## RECORDS FOR PROCESSING
#####

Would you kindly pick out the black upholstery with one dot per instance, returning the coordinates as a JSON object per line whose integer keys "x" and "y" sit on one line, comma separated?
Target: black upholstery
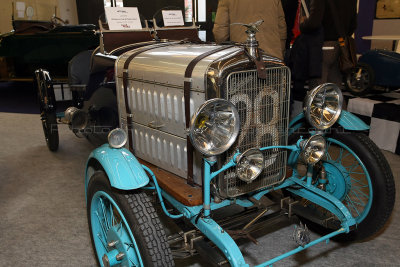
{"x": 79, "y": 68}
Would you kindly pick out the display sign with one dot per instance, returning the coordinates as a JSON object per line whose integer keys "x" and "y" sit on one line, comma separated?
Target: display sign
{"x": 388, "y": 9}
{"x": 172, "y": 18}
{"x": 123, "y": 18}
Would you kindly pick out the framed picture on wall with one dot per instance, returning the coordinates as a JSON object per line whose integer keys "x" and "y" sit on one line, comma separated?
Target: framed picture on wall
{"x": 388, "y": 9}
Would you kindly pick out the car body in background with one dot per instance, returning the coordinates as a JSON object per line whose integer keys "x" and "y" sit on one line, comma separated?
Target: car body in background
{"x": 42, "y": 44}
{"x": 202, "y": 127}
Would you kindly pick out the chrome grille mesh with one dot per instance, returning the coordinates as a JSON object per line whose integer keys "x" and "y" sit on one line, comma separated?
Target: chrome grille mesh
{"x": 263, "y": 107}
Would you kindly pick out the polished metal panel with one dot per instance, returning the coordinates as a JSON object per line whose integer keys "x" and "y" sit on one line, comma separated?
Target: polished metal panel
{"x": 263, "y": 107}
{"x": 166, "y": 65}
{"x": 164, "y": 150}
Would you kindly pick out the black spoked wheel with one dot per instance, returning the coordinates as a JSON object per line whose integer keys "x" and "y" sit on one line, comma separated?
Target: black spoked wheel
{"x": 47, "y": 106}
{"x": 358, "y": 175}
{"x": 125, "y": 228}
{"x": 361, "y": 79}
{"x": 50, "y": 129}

#####

## PROBLEM STATEMENT
Print each line above exactly as it appears, excluding all images.

## ANSWER SECTION
Would you kindly pick out the black upholstery with one dot per instance, returning the coordinates as a JSON object per line whose integer keys "x" and "y" sit on one line, comma separated?
Target: black upholstery
{"x": 79, "y": 68}
Would you kindly pick out the display sign with one dot per instance, returning the coordinates as a JSON object per line whose integer keys "x" and "y" sit on one line, comma separated?
Target: display sign
{"x": 388, "y": 9}
{"x": 172, "y": 18}
{"x": 123, "y": 18}
Would you kindly pick out the framed picture on wall with one dot per instance, returning the coordinates as a JSON object per line whose integer keys "x" and "y" sit on one line, comma separated?
Target: framed picture on wall
{"x": 388, "y": 9}
Would you kindly pick out the car body in background with one dot per instance, returning the coordinates as a JSON object per line whose integer keys "x" and "y" sit on one line, comma separated?
Target: car body in background
{"x": 42, "y": 44}
{"x": 202, "y": 127}
Would you kindly pick out the chrome grille mesh with one dot per instance, returning the coordinates as a JSON object per line whose integer keys "x" and "y" sit on one line, comma separated?
Target: chrome grille mesh
{"x": 263, "y": 107}
Would you kindly pick out the polished metal panel with one dot per instance, returning the coordinates as a JSON object per line whose integer keys "x" and "y" sit on one line, comma separated?
Target: polished metal panel
{"x": 263, "y": 107}
{"x": 166, "y": 65}
{"x": 164, "y": 150}
Would you kindly pick out the black spoked wheel with one dot per instance, returning the coordinates as a JSON object per line whose integer keys "x" and "y" sit on one line, comma separated?
Target: black spoked wheel
{"x": 47, "y": 106}
{"x": 358, "y": 175}
{"x": 125, "y": 228}
{"x": 361, "y": 79}
{"x": 50, "y": 129}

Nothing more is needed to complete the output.